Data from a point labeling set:

* Begin *

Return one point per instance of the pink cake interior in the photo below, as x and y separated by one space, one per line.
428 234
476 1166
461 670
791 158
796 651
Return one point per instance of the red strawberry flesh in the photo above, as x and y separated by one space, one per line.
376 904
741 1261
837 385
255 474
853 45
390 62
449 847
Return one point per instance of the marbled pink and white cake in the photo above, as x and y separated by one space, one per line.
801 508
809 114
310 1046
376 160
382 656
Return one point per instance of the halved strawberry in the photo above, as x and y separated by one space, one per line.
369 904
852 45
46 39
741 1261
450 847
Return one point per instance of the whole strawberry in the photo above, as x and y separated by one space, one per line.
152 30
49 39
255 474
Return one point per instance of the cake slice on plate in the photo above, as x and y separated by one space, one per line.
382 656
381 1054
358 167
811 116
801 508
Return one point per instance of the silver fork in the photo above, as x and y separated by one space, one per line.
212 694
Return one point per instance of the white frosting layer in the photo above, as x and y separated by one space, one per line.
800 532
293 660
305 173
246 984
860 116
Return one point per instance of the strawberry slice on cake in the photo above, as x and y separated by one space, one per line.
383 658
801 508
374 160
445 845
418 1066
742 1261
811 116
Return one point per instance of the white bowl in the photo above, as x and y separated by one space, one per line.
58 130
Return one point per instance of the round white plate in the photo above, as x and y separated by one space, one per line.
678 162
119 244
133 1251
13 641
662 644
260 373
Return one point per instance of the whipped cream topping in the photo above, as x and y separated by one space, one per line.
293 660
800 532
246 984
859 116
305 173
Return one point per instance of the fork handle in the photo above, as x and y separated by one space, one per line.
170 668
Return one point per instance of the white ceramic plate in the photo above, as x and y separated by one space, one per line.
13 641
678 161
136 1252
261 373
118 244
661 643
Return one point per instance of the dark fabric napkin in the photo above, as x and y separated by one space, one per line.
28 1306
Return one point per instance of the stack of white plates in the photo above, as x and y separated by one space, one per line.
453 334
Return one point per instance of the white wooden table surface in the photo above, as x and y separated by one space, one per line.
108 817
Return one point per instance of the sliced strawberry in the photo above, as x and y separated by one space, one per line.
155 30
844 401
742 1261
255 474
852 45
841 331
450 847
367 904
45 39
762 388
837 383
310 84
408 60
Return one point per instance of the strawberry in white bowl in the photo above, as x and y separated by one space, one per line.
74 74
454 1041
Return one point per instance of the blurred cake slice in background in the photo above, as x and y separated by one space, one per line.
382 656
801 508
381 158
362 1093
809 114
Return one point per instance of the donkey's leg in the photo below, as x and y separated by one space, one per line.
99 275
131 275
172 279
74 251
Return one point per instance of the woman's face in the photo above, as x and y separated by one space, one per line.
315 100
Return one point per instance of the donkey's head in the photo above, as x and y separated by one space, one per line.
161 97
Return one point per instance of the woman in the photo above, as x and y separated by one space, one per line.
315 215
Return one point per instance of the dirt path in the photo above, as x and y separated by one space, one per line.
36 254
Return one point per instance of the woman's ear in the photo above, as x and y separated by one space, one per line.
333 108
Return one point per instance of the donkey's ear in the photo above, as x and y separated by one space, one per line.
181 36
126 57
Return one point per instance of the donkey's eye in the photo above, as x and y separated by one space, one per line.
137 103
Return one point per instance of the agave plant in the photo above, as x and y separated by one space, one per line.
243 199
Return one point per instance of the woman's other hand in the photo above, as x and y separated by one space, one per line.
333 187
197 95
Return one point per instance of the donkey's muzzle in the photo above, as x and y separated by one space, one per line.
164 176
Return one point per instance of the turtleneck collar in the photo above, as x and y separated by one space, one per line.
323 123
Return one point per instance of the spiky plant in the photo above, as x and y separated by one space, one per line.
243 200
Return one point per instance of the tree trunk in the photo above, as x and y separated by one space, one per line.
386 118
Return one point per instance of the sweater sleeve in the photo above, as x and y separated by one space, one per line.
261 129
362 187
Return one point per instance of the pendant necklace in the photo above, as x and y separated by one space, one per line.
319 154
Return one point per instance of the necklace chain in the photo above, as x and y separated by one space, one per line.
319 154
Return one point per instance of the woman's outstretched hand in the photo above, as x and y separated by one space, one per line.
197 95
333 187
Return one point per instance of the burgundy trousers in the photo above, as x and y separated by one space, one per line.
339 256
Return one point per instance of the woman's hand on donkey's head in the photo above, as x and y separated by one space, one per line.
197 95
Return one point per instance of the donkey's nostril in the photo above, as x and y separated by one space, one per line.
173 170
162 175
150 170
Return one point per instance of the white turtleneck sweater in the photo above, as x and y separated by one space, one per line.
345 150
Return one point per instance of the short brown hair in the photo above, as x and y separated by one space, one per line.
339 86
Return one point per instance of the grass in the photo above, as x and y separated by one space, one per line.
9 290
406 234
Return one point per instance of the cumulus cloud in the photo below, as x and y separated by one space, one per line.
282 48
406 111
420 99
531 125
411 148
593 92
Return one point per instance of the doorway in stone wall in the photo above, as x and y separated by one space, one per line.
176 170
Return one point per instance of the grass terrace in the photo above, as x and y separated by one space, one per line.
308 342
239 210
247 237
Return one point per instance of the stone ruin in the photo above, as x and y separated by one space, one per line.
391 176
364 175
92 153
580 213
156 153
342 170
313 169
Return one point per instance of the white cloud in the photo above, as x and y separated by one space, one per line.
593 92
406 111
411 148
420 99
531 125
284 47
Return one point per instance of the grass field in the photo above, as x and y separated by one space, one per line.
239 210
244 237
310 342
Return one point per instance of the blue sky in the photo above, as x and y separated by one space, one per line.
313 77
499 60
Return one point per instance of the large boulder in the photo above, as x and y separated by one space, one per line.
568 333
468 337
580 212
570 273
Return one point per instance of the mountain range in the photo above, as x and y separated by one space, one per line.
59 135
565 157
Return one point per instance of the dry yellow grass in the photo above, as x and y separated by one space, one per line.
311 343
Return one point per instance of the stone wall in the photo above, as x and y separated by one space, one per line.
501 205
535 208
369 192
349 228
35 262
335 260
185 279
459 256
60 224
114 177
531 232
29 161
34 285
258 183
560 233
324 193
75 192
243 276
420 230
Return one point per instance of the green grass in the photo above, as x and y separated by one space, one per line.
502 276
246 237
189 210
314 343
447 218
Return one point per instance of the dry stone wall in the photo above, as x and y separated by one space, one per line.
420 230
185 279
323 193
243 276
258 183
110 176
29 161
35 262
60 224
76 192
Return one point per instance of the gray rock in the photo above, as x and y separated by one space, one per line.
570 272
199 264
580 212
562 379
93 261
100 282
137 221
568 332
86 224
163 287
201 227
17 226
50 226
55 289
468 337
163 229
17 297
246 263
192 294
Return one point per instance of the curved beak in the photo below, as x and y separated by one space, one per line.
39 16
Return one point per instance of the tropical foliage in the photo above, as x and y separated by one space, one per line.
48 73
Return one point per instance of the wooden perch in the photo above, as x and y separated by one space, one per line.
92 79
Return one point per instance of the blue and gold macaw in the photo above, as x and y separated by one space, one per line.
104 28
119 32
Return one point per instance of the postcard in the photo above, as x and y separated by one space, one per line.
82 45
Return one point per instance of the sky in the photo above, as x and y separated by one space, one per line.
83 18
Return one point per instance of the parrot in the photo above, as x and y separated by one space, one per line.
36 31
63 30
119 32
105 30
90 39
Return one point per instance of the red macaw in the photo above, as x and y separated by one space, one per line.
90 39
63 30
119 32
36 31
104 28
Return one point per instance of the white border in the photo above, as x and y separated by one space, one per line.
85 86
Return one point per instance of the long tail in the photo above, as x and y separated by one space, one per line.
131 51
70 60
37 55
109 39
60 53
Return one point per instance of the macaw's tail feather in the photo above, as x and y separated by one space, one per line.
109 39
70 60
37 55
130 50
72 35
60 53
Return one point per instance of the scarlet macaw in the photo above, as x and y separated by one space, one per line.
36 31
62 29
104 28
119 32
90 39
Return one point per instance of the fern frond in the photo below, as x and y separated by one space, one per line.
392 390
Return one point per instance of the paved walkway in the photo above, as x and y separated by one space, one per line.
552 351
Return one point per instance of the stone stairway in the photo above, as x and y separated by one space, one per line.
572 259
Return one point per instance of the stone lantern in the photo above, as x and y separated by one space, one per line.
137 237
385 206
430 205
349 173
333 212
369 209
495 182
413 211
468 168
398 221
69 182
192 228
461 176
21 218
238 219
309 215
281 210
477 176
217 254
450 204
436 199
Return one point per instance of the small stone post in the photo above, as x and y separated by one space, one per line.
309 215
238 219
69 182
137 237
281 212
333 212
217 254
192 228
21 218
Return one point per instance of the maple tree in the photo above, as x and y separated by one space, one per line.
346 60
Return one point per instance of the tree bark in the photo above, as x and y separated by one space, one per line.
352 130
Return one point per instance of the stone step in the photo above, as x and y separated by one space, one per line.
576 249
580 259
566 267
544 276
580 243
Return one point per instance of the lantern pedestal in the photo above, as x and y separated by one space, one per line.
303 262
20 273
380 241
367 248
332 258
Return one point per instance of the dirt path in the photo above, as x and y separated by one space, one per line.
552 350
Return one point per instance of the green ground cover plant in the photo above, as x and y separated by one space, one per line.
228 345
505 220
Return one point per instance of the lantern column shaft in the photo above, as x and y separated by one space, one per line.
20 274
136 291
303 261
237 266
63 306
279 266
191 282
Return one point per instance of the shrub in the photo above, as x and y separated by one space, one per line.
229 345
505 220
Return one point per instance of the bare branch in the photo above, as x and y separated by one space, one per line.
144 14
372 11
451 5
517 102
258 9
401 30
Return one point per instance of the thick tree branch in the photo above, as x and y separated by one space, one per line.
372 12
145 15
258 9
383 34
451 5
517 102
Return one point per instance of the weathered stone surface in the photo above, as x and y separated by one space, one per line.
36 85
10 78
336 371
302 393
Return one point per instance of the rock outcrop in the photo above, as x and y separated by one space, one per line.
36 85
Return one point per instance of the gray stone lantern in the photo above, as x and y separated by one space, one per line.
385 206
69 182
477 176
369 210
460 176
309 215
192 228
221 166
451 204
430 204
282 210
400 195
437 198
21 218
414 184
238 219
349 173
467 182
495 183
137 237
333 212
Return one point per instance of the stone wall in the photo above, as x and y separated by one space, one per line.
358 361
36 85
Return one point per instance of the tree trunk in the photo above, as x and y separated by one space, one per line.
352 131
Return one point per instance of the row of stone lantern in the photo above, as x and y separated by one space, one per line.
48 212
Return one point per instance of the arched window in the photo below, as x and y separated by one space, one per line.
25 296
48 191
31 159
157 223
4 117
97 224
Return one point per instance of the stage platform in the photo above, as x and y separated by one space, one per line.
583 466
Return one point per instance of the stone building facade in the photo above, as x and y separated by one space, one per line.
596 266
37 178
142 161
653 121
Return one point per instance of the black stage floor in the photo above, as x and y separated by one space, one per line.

* End *

= Task description =
Output verbatim every line of the data from the line containing "Return one point per instance of the stone building" through the final line of the data, both ends included.

= Result =
Return one point per instance of the stone building facade in the photo above, as x and y separated by one space, one per line.
596 266
37 178
142 161
653 121
Return one point per instance of the black stage floor in the photo above, as x and y separated by one space, one per line.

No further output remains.